(What you need to do)
1. Update the passage on crop management profitability, starting at "Mixed results from" and ending at "technology decreases substantially.", so that "SSCM" reads as "site-specific crop management".
2. Take the passage on the flatness of pay-off functions further, writing on from its last sentence.

Mixed results from a number of SSCM profitability studies have served to further polarize the debate. While some studies, such as Babcock and Pautsch (1998), have found that variable-rate input application can be more profitable and sustainable than uniform rate application, Bullock et al. (1998) argue that SSCM only pays off when the cost of acquiring information and technology decreases substantially.

As this debate is yet to be resolved, there are a number of key issues that this study aims to address. Firstly, there does not appear to be a definitive and accurate measure of flatness for pay-off functions reported in the literature. Pannell (2006) provided a number of examples where the degree of flatness is defined as a range of input levels over which profit is within a certain percentage of the optimum. However, this approach is not interpretable in a straight forward way and does not allow for a direct comparison of relative curvature among multiple functions under different circumstances. Therefore, one of the specific objectives of this study is to define a metric for quantifying the relative curvature of pay-off functions, in order to make them directly comparable between each other.

(Material provided)
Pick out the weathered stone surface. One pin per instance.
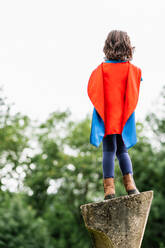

(Task-by-task outputs)
1.
Mixed results from a number of site-specific crop management profitability studies have served to further polarize the debate. While some studies, such as Babcock and Pautsch (1998), have found that variable-rate input application can be more profitable and sustainable than uniform rate application, Bullock et al. (1998) argue that site-specific crop management only pays off when the cost of acquiring information and technology decreases substantially.

2.
Secondly, the examples used in Pannell (2006) assumed that whole fields are spatially homogeneous production units. However, as is well documented, the scale of within-field variation can be substantial, particularly with respect to soil properties and crop yield (e.g. Beckett and Webster 1971; Robert 1993; Cook and Bramley 1998; Boydell and McBratney 2002). Taylor et al. (2007) identified a range of data sources for delineating unique, within-field management classes, such as yield maps, soil surveys, proximal soil sensors and their combinations. Whelan and Taylor (2005) and Whelan et al. (2012) used such data to estimate crop yield response across management classes, finding considerable variability in yield response to applied nitrogen and phosphorus between the classes. Given that within-field spatial variation in crop yield response has been shown to exist, the present study hypothesizes that within-field profitability also varies. Therefore, the second specific objective of this study is to examine the degree of variability in the flatness of pay-off functions derived for management classes within a field.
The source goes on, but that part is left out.